*Written exercise:*
Copy, character for character, the lines from the one containing "Target: yellow tennis ball" through the last line, both ends included.

*Material provided:*

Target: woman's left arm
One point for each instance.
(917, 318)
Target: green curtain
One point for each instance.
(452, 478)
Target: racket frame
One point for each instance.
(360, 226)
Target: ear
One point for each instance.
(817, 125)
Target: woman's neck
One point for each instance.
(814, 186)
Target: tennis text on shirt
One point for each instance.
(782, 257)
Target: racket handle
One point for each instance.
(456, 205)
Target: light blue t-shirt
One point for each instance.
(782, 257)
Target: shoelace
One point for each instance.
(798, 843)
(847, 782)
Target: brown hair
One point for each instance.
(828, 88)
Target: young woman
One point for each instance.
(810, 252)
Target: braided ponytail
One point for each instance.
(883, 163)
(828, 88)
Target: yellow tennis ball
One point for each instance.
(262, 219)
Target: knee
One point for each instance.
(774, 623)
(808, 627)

*Response for this exercise:*
Target: yellow tennis ball
One point for each instance.
(262, 219)
Target: knee
One point for each instance.
(774, 623)
(808, 627)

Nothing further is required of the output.